## WORK INSTRUCTIONS
**a)** Answer these from the text on industry in Manbij, one line each:
(i) For about how long has Sobhi Hammoud been working on lathes?
(ii) About how many shops does the industrial zone in Manbij hold?
(iii) For about how long has Ahmed Shams al-Din worked in the pistachio trade?
**b)** List every operation that, according to the text on industry in Manbij, Ahmed Shams al-Din's facilities carry out on pistachios.

## DOCUMENT EXCERPT
- - -

Sobhi Hammoud, an industrialist in the city of Manbij in northern Syria, is behind one of the lathes he has been working on for nearly 40 years, and says that he plans to pass on the profession on to his sons after the development and popularity of the industry in the city.
Before and during the war years, Hammoud preferred his children not work in this profession because he did not see a future in it, “but now the situation is different and I am seriously considering teaching them.”
Hammoud believes that the city has flourished recently and is famous for its industries, despite the popular belief that Manbij is a village or sparsely populated region.
Hammoud’s customers come to him from all regions of northern and eastern Syria, in addition to his customers in the city and its countryside, due to the availability of tools and equipment there.
The city of Manbij is now one of the most important industrial centers in northern Syria, as it is a transportation hub and sits on a commercial road linking the Autonomous Administration held areas with the areas of the Syrian government, in addition to opposition-held areas in northern Syria.
The industrial zone in Manbij is home to about 250 shops for various types of professions, including blacksmithing, the manufacture of agricultural machinery, tankers, and tractors, and the maintenance of cars and electric generators.
Ahmed Shams al-Din, a merchant and owner of a pistachio cracker in the western countryside of Manbij, says that his facilities for cracking, cleaning, and packing pistachios for export are the largest in northeastern Syria.
Shams al-Din has been working in the pistachio trade for nearly ten years, and opened his facilities two years ago in the village of Asaliya, 20 km north of the city.

- - -

## RECORDS SUPPLIED
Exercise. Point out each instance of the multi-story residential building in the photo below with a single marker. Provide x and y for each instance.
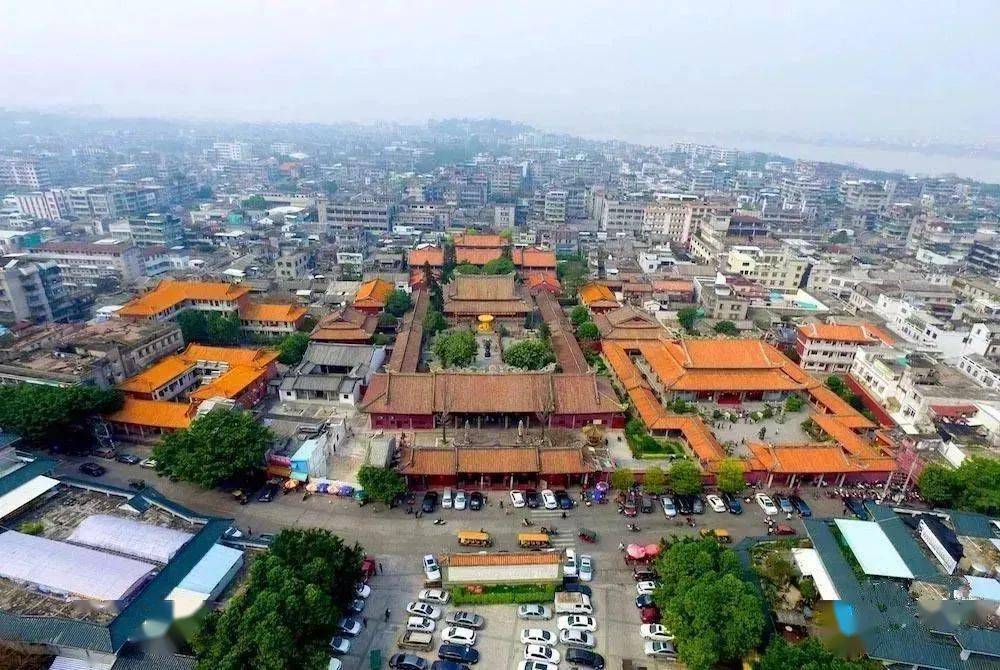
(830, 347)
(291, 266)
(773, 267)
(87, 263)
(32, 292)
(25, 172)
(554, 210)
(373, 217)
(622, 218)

- - -

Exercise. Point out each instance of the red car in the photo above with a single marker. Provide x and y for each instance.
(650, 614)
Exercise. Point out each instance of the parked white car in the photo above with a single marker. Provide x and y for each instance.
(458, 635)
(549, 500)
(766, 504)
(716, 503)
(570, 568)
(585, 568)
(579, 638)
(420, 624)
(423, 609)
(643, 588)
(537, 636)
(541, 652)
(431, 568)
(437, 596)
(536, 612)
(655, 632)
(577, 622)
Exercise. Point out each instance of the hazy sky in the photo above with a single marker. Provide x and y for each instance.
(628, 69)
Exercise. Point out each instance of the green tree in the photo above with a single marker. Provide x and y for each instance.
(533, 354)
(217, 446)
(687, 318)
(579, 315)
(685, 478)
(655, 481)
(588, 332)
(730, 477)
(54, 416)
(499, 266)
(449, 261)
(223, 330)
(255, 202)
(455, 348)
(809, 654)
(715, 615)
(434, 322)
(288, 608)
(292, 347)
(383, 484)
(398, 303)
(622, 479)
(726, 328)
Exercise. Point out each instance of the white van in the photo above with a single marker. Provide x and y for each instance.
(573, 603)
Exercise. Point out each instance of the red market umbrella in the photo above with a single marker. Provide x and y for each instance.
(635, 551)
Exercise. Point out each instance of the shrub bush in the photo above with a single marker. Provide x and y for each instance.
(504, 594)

- - -

## RESULTS
**a)**
(i) Nearly 40 years.
(ii) About 250 shops.
(iii) Nearly ten years.

**b)** Cracking, cleaning, and packing (for export).